- _本文抜粋_
※
ニッチ戦略:ニッチはくぼみという意味で、ニッチ戦略は別名焦点絞込戦略とも呼ばれます。これは、他社が入りにくい隙間のような市場に焦点を当てた戦略です。
プッシュ戦略:プッシュは押すという意味で、自社のメリットや魅力をアピールすることで消費者に強く商品を売り込む戦略です。
ブランド戦略:ブランドは銘柄、有名商品という意味で、自社の製品のイメージを高めロイヤリティを高める戦略です。
プル戦略:プルは引くという意味で、広告やCM、チラシなどで商品を宣伝し、顧客を商品に引き付けて購入してもらう戦略です。
問5
情報技術を利用して顧客に関する情報を収集、分析し、長期的視点から顧客と良好な関係を築いて自社の顧客として囲い込み、利益の拡大を図る手法はどれか。
ア
BSC
イ
CRM
ウ
ERP
エ
PPM
解答
イ
解説
選択肢にある用語を下にまとめます。
BSC(Balanced Score Card:バランス・スコアカード)は、戦略を財務の視点・顧客の視点・業務プロセスの視点・学習と成長の視点の4つに分類し、業績評価を行うシステムです。
CRM(Customer Relationship Management:顧客関係管理)は、顧客満足度を高めて、再び自社の製品を利用・購入してもらおうという考え方です。
ERP(Enterprise Resource Planning:企業資源計画)は、企業全体の資源を統括的に管理することで効率化を目的としたものです。これを実現する支援ソフトウェアをERPパッケージといいます。
PPM(Products Portfolio Management:プロダクトポートフォリオ)は、市場成長率と市場占有率を縦軸と横軸にとり、4つの事象に分けることで自社の製品を客観的に把握し、今後の方針を決める手法です。
問6
SaaSを説明したものはどれか。
ア
コンピュータ設備の利用をサービスとして提供し、使用料を課金する。
イ
情報システム部門の機能の一部を受託し、業務委託料を課金する。
ウ
ソフトウェアの機能を複数の企業にインターネット経由でサービスとして提供し、使用料を課金する。
エ
ソフトウェアをダウンロードさせる対価としてライセンス料を課金する。
解答
ウ
解説
SaaS(Software as a Service)は、従来のライセンス販売とインストールという形態ではなく、インターネット経由でサービスを提供するのが特徴です。ダウンロードして利用するのではなく、セキュリティで守られたWebページ上でサービスを利用します。
※
ポイント配置の記録:
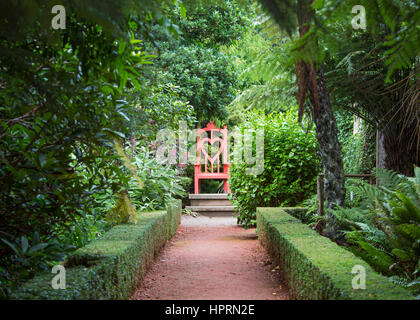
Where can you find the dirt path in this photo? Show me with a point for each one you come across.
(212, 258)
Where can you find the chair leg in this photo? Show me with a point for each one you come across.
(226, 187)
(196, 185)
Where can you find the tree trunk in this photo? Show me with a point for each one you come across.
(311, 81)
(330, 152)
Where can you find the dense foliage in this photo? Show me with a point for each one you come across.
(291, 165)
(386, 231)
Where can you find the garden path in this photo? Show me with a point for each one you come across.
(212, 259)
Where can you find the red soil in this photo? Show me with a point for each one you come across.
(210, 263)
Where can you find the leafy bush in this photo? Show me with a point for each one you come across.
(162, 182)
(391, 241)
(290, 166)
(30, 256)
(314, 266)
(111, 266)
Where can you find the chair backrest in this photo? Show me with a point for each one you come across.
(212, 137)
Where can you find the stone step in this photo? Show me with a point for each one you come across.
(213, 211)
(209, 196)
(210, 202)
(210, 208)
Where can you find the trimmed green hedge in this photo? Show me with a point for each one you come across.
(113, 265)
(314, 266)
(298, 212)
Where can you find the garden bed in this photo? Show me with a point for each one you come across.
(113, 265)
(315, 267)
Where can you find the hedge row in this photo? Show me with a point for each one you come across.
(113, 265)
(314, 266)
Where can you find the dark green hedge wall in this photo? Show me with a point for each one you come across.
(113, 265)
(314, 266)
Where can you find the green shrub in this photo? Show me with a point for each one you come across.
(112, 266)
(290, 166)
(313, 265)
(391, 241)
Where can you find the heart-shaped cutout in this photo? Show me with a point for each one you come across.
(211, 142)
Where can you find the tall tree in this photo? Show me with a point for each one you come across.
※
- _取り組む課題_
1. 試験問題の解説文の冒頭で意味が説明されている戦略の名前を、すべて挙げてください。
2. 試験問題の解説文のうち「プッシュ戦略:プッシュは押す」から「益の拡大を図る手法はどれか。」までの部分を、「消費者」を「買い手」に置き換えて書き直してください。
3. 試験問題の解説文を、最後の文の後から続けて書いてください。

- _課題の解答_
1. ニッチ戦略、プッシュ戦略、ブランド戦略、プル戦略

2.
プッシュ戦略:プッシュは押すという意味で、自社のメリットや魅力をアピールすることで買い手に強く商品を売り込む戦略です。
ブランド戦略:ブランドは銘柄、有名商品という意味で、自社の製品のイメージを高めロイヤリティを高める戦略です。
プル戦略:プルは引くという意味で、広告やCM、チラシなどで商品を宣伝し、顧客を商品に引き付けて購入してもらう戦略です。
問5
情報技術を利用して顧客に関する情報を収集、分析し、長期的視点から顧客と良好な関係を築いて自社の顧客として囲い込み、利益の拡大を図る手法はどれか。

3.
問7
いずれも時価100円の四つの株式があり、そのうちの一つに投資したい。経済の成長が高成長、中成長、低成長の場合、それぞれの株式の予想値上がり幅が票のとおりであるとき、値上がり幅の期待値が最も高い株式はどれか。ここで、高成長、中成長、低成長になる確率はそれぞれ0.4、0.4、0.2であり、経済が成長しない場合は考えないものとする。
ア
A
イ
B
ウ
C
エ
D
解答
イ
解説
一つずつ計算してきます。期待値とは確率的な平均のことをいいます。
株式A:(20×0.4)+(10×0.4)+(15×0.2 ) = 8+4+3=15
株式B:(30×0.4)+(20×0.4)+(5×0.2) =12+8+1=21
株式C:(25×0.4)+(5×0.4) +(20×0.2) =10+2+4=16
株式D:(40×0.4)+(10×0.4)+(−10×0.2)=16+4−2=18
よって、株式Bが最も期待値が高いといえます。
問8
POSシステムなどで商品を一意に識別するために、バーコードとして商品に印刷されたコードはどれか。
ア
JAN
イ
JAS
ウ
JIS
エ
QR
解答
ア
解説
選択肢にある用語を下にまとめます。
JAN(Japanese Article Number):商品識別コードのことで、一般的にスーパーなどで見られる一次元のバーコードです。一番右のけたにチェックディジットを持ちます。また、標準タイプと短縮タイプの2種類があります。
JAS(Japanese Agricultural Standard):日本農業規格のことで、農・林・水・畜産物およびその加工品の品質保証をする規格です。認められた場合にはJASマークがつけられます。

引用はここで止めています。